##### 本题输入 #####

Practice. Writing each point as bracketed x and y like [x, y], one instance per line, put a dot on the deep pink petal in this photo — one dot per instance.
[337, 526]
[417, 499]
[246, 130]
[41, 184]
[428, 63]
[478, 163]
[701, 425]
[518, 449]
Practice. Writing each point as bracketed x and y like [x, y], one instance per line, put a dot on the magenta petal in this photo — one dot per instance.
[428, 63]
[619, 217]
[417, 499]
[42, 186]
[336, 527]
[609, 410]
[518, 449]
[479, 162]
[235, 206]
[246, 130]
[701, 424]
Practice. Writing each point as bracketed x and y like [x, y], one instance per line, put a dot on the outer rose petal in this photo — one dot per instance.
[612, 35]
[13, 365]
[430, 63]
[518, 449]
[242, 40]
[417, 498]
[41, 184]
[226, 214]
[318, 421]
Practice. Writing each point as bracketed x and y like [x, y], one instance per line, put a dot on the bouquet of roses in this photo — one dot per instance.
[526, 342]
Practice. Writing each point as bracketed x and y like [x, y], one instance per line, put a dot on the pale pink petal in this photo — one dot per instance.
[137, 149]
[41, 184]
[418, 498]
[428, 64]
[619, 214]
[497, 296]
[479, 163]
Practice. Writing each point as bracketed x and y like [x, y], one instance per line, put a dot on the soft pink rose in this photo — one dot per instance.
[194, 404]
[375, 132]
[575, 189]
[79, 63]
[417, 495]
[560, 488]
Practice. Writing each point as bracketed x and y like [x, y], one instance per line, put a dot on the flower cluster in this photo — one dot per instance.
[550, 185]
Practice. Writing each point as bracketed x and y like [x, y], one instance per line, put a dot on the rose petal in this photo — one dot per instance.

#####

**任务**
请将上述全部数据以Markdown表格形式呈现，设“行号”与“内容”两列，逐行列出并略去空行。

**解答**
| 行号 | 内容 |
|---|---|
| 1 | Practice. Writing each point as bracketed x and y like [x, y], one instance per line, put a dot on the deep pink petal in this photo — one dot per instance. |
| 2 | [337, 526] |
| 3 | [417, 499] |
| 4 | [246, 130] |
| 5 | [41, 184] |
| 6 | [428, 63] |
| 7 | [478, 163] |
| 8 | [701, 425] |
| 9 | [518, 449] |
| 10 | Practice. Writing each point as bracketed x and y like [x, y], one instance per line, put a dot on the magenta petal in this photo — one dot per instance. |
| 11 | [428, 63] |
| 12 | [619, 217] |
| 13 | [417, 499] |
| 14 | [42, 186] |
| 15 | [336, 527] |
| 16 | [609, 410] |
| 17 | [518, 449] |
| 18 | [479, 162] |
| 19 | [235, 206] |
| 20 | [246, 130] |
| 21 | [701, 424] |
| 22 | Practice. Writing each point as bracketed x and y like [x, y], one instance per line, put a dot on the outer rose petal in this photo — one dot per instance. |
| 23 | [612, 35] |
| 24 | [13, 365] |
| 25 | [430, 63] |
| 26 | [518, 449] |
| 27 | [242, 40] |
| 28 | [417, 498] |
| 29 | [41, 184] |
| 30 | [226, 214] |
| 31 | [318, 421] |
| 32 | Practice. Writing each point as bracketed x and y like [x, y], one instance per line, put a dot on the bouquet of roses in this photo — one dot per instance. |
| 33 | [526, 342] |
| 34 | Practice. Writing each point as bracketed x and y like [x, y], one instance per line, put a dot on the pale pink petal in this photo — one dot per instance. |
| 35 | [137, 149] |
| 36 | [41, 184] |
| 37 | [418, 498] |
| 38 | [428, 64] |
| 39 | [619, 214] |
| 40 | [497, 296] |
| 41 | [479, 163] |
| 42 | Practice. Writing each point as bracketed x and y like [x, y], one instance per line, put a dot on the soft pink rose in this photo — one dot per instance. |
| 43 | [194, 404] |
| 44 | [375, 132] |
| 45 | [575, 189] |
| 46 | [79, 63] |
| 47 | [417, 495] |
| 48 | [560, 488] |
| 49 | Practice. Writing each point as bracketed x and y like [x, y], one instance per line, put a dot on the flower cluster in this photo — one dot per instance. |
| 50 | [550, 185] |
| 51 | Practice. Writing each point as bracketed x and y like [x, y], one instance per line, put a dot on the rose petal in this photo — one dot per instance. |